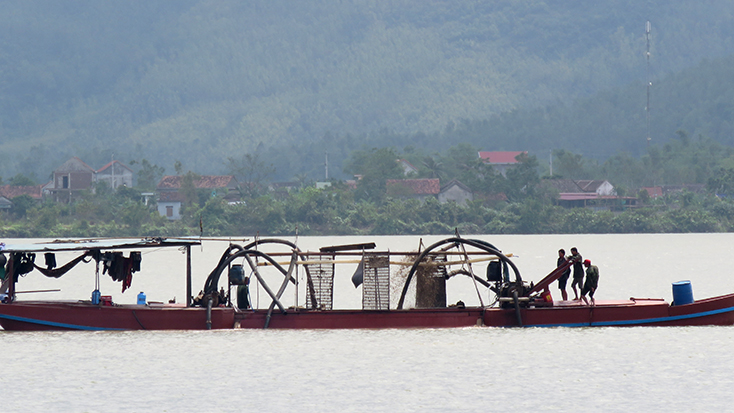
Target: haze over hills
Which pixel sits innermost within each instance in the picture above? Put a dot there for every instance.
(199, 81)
---
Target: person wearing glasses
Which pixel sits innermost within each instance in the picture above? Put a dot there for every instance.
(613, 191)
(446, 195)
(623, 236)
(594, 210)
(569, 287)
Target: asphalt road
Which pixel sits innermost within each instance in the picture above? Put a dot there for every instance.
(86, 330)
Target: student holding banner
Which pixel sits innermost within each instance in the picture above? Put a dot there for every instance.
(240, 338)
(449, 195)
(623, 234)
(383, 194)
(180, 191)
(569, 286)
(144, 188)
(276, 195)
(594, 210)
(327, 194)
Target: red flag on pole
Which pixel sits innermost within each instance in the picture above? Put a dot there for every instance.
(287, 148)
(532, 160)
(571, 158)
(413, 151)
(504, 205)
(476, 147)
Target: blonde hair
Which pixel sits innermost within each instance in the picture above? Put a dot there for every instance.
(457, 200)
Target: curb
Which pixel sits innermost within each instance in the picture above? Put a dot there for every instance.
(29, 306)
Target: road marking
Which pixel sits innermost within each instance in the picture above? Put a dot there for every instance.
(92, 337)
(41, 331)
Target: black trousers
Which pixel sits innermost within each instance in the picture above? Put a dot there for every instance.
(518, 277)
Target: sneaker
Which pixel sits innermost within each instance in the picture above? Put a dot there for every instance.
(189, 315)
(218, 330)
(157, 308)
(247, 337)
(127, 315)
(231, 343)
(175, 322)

● **Task to carry out**: Give back, unchanged, the run of lines in the listing above that begins at the line containing "Target: person wearing glasses" and ends at the line containing "Target: student holding banner", both included.

● **Answer for the task**:
Target: person wearing glasses
Which pixel sits innermost within each instance in the picture above? Put a dot there for every instance.
(613, 191)
(446, 195)
(623, 236)
(594, 210)
(569, 287)
Target: asphalt road
Which pixel sits innermost within each instance in the picture above? Put a dot there for every instance.
(86, 330)
Target: student holding banner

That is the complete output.